* _What to produce_
Restate word for word the entries below, starting with the line with "of the door" and continuing through the line with "of the tire". Include both of those lines and no others.

* _Working data_
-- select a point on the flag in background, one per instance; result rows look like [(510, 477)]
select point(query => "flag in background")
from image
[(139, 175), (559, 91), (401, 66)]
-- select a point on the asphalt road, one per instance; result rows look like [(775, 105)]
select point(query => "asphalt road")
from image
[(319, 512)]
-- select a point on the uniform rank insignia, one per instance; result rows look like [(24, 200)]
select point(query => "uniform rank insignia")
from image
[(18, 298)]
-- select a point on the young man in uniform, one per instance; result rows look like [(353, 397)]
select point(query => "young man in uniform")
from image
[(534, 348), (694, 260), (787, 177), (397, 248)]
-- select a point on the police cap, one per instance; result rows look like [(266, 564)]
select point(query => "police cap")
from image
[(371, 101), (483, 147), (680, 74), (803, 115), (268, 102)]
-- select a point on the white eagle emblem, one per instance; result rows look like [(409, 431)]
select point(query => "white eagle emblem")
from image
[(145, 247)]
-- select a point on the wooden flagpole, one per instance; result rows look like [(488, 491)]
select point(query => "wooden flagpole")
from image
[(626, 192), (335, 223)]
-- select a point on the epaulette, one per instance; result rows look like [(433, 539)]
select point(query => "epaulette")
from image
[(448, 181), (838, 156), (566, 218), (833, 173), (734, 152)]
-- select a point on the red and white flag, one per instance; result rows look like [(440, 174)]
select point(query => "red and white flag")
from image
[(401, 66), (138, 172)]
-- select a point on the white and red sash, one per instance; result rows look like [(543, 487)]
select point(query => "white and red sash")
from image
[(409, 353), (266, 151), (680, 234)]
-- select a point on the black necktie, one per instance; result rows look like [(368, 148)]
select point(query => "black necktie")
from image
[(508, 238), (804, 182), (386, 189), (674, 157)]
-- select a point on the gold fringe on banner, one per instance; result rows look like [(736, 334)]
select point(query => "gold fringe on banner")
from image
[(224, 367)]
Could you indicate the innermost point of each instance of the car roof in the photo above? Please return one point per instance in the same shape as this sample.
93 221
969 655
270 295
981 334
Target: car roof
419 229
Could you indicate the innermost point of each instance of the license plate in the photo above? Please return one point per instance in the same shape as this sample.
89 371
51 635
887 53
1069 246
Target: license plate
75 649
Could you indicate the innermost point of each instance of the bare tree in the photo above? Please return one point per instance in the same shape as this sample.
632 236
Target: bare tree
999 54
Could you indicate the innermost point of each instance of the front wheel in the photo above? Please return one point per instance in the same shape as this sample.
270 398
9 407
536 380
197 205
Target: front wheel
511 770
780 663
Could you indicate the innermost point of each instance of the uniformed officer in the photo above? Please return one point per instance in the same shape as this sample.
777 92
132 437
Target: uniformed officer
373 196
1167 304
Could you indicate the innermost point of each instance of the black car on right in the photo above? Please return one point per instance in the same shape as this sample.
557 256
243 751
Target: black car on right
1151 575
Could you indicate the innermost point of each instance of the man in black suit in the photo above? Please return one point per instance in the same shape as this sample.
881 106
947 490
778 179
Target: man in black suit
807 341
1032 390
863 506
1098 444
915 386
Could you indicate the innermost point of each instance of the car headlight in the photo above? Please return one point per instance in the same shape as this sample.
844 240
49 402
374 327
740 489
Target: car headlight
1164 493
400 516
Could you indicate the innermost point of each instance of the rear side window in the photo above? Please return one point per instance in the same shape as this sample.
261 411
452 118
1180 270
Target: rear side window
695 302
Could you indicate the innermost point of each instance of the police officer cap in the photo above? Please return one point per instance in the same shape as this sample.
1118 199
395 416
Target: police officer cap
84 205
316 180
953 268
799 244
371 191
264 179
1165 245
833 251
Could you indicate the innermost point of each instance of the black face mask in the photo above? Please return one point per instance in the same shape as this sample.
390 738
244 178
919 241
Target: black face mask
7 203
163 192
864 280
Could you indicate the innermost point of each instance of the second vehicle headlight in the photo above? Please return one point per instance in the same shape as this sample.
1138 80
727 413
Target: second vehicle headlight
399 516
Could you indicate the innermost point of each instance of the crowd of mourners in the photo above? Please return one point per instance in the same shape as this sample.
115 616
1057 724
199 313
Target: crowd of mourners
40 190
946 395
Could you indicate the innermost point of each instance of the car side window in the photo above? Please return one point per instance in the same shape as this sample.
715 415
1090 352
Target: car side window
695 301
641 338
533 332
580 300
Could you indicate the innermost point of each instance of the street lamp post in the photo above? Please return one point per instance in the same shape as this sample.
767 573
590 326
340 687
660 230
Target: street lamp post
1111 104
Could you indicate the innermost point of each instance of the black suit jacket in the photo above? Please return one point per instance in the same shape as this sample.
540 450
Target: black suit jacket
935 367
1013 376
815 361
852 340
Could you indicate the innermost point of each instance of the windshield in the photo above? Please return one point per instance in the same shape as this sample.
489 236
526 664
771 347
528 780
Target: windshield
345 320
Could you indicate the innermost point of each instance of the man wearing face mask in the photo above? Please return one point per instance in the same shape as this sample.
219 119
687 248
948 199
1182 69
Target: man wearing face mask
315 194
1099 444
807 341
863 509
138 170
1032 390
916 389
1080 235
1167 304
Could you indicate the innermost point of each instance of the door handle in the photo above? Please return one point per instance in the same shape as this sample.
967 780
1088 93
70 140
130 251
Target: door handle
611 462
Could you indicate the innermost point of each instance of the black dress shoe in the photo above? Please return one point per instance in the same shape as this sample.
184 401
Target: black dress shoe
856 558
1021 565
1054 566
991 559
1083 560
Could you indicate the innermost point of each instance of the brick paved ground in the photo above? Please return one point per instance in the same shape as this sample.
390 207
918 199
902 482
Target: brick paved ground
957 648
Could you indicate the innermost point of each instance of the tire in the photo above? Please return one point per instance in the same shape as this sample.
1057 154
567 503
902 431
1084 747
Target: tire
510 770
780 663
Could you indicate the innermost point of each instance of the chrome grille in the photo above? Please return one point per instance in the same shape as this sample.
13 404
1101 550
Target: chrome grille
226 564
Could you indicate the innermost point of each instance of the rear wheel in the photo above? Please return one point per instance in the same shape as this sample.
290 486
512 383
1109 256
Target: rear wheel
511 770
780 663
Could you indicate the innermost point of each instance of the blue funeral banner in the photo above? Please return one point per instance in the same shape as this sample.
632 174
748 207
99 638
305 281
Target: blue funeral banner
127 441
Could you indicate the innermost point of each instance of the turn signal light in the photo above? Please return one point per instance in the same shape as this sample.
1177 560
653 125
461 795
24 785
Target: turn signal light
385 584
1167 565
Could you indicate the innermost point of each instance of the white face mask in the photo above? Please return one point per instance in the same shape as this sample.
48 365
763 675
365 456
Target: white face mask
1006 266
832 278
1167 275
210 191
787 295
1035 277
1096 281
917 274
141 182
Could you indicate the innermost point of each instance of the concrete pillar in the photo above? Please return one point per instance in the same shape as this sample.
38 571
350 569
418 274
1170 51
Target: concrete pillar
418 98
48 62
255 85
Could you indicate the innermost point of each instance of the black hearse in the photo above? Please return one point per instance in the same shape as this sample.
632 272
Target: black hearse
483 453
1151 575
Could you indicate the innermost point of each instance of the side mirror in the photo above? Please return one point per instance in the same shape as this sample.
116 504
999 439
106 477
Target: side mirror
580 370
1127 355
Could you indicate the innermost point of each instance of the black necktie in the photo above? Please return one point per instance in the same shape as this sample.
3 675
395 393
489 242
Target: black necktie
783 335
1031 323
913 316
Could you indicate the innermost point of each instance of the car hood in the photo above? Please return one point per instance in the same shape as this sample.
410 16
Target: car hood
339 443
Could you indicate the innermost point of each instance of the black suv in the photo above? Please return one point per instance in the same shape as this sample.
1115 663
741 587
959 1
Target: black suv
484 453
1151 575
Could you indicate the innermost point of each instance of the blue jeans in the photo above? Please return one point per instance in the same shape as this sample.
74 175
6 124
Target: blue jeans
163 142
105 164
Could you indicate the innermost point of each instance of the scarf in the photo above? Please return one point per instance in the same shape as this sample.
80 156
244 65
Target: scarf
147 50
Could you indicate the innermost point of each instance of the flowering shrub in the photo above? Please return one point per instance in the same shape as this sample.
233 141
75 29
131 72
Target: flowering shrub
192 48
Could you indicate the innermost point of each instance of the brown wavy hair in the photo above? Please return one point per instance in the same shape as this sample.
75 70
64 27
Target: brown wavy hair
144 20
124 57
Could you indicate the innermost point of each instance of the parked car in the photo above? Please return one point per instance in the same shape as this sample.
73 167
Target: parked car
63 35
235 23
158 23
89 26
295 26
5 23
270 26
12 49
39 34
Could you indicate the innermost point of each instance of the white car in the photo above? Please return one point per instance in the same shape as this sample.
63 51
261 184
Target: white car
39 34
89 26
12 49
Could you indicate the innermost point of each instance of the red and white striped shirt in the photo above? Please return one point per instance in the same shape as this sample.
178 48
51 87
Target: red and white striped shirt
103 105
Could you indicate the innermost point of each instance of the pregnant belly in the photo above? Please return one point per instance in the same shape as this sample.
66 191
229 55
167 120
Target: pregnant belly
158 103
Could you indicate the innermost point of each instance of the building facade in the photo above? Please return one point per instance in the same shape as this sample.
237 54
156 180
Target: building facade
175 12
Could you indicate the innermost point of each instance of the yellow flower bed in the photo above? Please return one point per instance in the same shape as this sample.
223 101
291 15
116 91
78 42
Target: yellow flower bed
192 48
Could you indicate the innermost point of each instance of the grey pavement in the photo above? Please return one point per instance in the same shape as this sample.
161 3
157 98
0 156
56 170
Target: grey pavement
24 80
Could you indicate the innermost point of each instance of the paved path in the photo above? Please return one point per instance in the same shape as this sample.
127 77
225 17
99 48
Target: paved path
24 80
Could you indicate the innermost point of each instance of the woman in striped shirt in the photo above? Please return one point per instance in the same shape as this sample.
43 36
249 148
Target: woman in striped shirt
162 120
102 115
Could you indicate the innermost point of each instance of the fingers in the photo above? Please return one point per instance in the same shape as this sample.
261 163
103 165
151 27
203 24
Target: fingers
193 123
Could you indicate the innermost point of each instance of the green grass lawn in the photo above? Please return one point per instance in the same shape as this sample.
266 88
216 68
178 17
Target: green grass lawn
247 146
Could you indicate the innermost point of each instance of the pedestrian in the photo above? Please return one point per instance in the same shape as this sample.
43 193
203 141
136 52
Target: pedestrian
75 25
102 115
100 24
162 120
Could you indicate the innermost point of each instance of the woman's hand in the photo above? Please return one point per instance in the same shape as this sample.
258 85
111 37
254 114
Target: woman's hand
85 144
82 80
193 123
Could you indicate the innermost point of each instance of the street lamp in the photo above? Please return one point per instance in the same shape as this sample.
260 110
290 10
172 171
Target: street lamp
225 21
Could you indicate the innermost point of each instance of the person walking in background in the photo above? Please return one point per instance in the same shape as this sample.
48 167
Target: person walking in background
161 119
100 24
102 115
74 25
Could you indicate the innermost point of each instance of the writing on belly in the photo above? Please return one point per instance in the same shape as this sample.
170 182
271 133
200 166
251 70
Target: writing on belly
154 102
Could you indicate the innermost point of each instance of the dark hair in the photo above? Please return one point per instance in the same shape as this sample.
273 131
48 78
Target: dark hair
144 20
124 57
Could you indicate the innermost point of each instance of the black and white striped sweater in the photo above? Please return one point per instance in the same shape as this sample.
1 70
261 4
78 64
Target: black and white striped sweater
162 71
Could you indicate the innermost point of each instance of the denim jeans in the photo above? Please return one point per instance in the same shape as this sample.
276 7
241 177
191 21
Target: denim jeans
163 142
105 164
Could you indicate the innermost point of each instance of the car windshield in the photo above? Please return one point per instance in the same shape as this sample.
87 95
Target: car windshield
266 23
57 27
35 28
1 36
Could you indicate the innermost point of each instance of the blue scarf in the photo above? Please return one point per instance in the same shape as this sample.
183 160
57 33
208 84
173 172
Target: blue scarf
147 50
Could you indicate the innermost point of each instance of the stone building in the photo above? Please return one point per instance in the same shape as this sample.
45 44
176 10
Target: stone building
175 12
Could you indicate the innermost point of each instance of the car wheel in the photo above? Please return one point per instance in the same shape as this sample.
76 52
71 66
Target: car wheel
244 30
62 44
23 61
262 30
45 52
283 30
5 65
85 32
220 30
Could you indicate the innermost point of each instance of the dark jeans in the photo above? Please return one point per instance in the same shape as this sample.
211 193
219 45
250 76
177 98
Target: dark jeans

* _Written solution_
Could you indicate the innermost point of each instance of the door handle in the photo above? Please return one point per instance in the same shape as this sample.
967 780
1088 93
70 140
130 251
Target: door handle
611 462
Could you indicate the innermost point of each instance of the black dress shoe in the photo above? Please return one point per instance in the same shape as this sample.
184 401
Target: black dress shoe
856 558
1021 565
1054 566
991 559
1083 560
Could you indicate the innermost point of each instance of the brick paved ground in the photo above? Please return one point per instance in the same shape as this sample.
390 207
918 199
902 482
Target: brick paved ground
957 648
Could you indicate the innermost point of each instance of the tire in the photo above? Please return one point per instance in the same shape as this sample.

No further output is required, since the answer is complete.